• Aufgabe 1
In welcher Sendung wandte sich Rainald Becker laut dem Textauszug gegen die Hetze der AfD?
• Aufgabe 2
Gib sämtliche Zeilen der Datensätze ohne Leerzeilen als Markdown-Tabelle aus, mit der laufenden Zeilennummer in der Spalte „Nr.“ und der Zeile selbst in der Spalte „Zeile“.

• Textauszug
┄┄┄┄┄┄┄┄┄┄┄┄┄┄┄┄┄┄┄┄

Ich habe, ich muss es gestehen, mich mitschuldig gemacht, als ich vor Wochen, beim Warten auf die U-Bahn vorm Fahrgastfernsehen, mich nicht einmischte, als die zwei freundlichen Kleinbürger drei Sitze weiter sich so über die Schlagzeile „16jähriger greift 19jährigen mit dem Messer an“ freuten, weil sie nämlich genau wussten, wie absichtsvoll hier die Migrationshintergründe verschwiegen worden seien; und natürlich war es in erster Linie Feigheit, in zweiter aber das Wissen, dass Alltagsrassismus so heißt, weil er Alltag ist, und wie und zu welchem Ende wehrt man sich gegen Alltag?

Dass wir uns jetzt aber wirklich mal langsam wehren müssten, war die einhellige Überzeugung der Medienarbeit in den Stunden und Tagen nach Hanau, und Rainald Becker, dieser verlässliche CDU-Esel in Diensten des SWR, schoss in den Tagesthemen so furchtlos gegen die spalterische Hetze der AfD, wie es Altenbockum, auch ein sehr Verlässlicher, in seiner FAZ gegen das schlimme Internet tat, in dessen „Darkroom“ (erstaunlich, wie sicher der aufrechte Heteromann Altenbockum nach den passenden Metaphern fasst) sich „Verschwörungstheorien, Verfolgungswahn und Menschenverachtung“ verbänden; wie, die Weisheit des Weltgeistes ist eo ipso unerreicht, amerikanische Untersuchungen lt. SZ schon am Tag vor Hanau herausgefunden hatten, dass rechte Propaganda vom schnellen Internet profitiere. Geradezu in die Mangel nahm Caren Miosga, vor Beckern, den hessischen CDU-Innenminister, die Polizei müsse doch unsere migrantischen Nachbarn schützen, und was mit den NSU-Akten sei, die die Hessen nicht herausrückten, und zum zweiten fiel dem Minister freilich wenig, zum ersten aber füglich ein (ich übersetze), die Polizei könne ja nun nicht vor jeder Shishabar und jedem türkischen Imbiss Posten beziehen. Was, bedenkt man die Nazis in der Polizei selbst, die vom Faxgerät des Reviers Opferanwältinnen Drohbriefe schicken, vielleicht auch kontraproduktiv wäre.

┄┄┄┄┄┄┄┄┄┄┄┄┄┄┄┄┄┄┄┄

• Datenliste

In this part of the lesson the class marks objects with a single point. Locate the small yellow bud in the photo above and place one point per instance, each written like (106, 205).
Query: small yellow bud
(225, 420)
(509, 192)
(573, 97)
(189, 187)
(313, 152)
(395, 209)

┄┄┄┄┄┄┄┄┄┄┄┄┄┄┄┄┄┄┄┄

• Erwartete Ausgabe 1
In den Tagesthemen.

• Erwartete Ausgabe 2
| Nr. | Zeile |
|---|---|
| 1 | In this part of the lesson the class marks objects with a single point. Locate the small yellow bud in the photo above and place one point per instance, each written like (106, 205). |
| 2 | Query: small yellow bud |
| 3 | (225, 420) |
| 4 | (509, 192) |
| 5 | (573, 97) |
| 6 | (189, 187) |
| 7 | (313, 152) |
| 8 | (395, 209) |